## Extrait du texte
Le scénario de Rebecca Lenkiewicz est d’une construction simple mais efficace. On fait d’abord la connaissance deux journalistes. Jodi Kantor enquête déjà sur le harcèlement sexuel dans le monde du travail tandis que Megan Twohey a enquêté sur les accusations de violences sexuelles à l’encontre de Donald Trump avant son élection. Elle souffre aussi de dépression post-partum. Les deux femmes vont s’associer pour mener cette enquête. Il faut dire qu’elles sont complémentaires en termes de caractère et dans leurs méthodes. C’est l’une des réussites du film, mais aussi un élément important de la réussite de l’enquête. On sent clairement une évolution des personnages, car She Said se déroule sur un peu plus d’un an et demi.

## Consigne 1
Relevez toutes les personnes désignées par leur nom dans l'extrait consacré au film She Said.

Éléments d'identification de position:
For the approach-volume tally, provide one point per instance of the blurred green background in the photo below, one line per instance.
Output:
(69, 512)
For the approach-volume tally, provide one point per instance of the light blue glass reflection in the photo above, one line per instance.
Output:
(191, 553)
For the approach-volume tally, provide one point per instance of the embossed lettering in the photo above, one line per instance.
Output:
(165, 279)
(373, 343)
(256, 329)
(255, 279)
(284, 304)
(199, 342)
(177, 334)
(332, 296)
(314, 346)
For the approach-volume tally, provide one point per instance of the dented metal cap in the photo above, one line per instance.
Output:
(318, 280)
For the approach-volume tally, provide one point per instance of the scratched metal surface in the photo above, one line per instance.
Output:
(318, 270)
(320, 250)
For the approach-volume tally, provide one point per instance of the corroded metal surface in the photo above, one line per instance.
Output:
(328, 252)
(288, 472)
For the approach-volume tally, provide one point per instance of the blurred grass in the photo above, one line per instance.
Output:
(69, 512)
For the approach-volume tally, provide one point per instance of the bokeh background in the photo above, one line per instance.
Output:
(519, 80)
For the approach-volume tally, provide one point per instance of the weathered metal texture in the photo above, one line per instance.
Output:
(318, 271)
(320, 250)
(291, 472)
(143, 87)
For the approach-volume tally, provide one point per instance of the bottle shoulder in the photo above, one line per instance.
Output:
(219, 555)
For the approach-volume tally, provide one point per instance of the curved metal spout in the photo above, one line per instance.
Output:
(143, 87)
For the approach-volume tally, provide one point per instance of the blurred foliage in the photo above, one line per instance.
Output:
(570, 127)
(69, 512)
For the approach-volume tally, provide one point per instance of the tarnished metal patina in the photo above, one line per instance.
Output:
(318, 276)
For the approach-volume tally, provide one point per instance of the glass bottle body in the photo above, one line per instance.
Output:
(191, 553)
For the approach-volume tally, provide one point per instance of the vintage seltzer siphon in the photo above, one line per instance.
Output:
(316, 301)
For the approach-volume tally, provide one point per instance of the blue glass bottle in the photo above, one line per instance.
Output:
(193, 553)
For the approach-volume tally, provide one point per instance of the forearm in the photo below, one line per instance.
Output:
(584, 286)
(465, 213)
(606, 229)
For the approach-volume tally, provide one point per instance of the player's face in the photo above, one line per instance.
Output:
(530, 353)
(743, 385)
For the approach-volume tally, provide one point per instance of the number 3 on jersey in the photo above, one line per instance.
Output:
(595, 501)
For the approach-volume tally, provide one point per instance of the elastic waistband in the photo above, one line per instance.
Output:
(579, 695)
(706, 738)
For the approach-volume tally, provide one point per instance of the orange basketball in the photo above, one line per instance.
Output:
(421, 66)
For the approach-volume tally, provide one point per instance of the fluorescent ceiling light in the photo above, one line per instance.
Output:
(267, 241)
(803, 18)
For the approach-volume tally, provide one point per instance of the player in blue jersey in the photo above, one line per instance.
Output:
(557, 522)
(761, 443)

## Consigne 2
Convertissez en tableau Markdown les lignes des enregistrements, de la ligne contenant "of the tarnished" jusqu'à la dernière ligne des enregistrements, ces deux lignes comprises. Utilisez les colonnes « N° » et « Ligne », et omettez les lignes vides.

## Réponse complète 1
Rebecca Lenkiewicz
Jodi Kantor
Megan Twohey
Donald Trump

## Réponse complète 2
| N° | Ligne |
|---|---|
| 1 | For the approach-volume tally, provide one point per instance of the tarnished metal patina in the photo above, one line per instance. |
| 2 | Output: |
| 3 | (318, 276) |
| 4 | For the approach-volume tally, provide one point per instance of the glass bottle body in the photo above, one line per instance. |
| 5 | Output: |
| 6 | (191, 553) |
| 7 | For the approach-volume tally, provide one point per instance of the vintage seltzer siphon in the photo above, one line per instance. |
| 8 | Output: |
| 9 | (316, 301) |
| 10 | For the approach-volume tally, provide one point per instance of the blue glass bottle in the photo above, one line per instance. |
| 11 | Output: |
| 12 | (193, 553) |
| 13 | For the approach-volume tally, provide one point per instance of the forearm in the photo below, one line per instance. |
| 14 | Output: |
| 15 | (584, 286) |
| 16 | (465, 213) |
| 17 | (606, 229) |
| 18 | For the approach-volume tally, provide one point per instance of the player's face in the photo above, one line per instance. |
| 19 | Output: |
| 20 | (530, 353) |
| 21 | (743, 385) |
| 22 | For the approach-volume tally, provide one point per instance of the number 3 on jersey in the photo above, one line per instance. |
| 23 | Output: |
| 24 | (595, 501) |
| 25 | For the approach-volume tally, provide one point per instance of the elastic waistband in the photo above, one line per instance. |
| 26 | Output: |
| 27 | (579, 695) |
| 28 | (706, 738) |
| 29 | For the approach-volume tally, provide one point per instance of the orange basketball in the photo above, one line per instance. |
| 30 | Output: |
| 31 | (421, 66) |
| 32 | For the approach-volume tally, provide one point per instance of the fluorescent ceiling light in the photo above, one line per instance. |
| 33 | Output: |
| 34 | (267, 241) |
| 35 | (803, 18) |
| 36 | For the approach-volume tally, provide one point per instance of the player in blue jersey in the photo above, one line per instance. |
| 37 | Output: |
| 38 | (557, 522) |
| 39 | (761, 443) |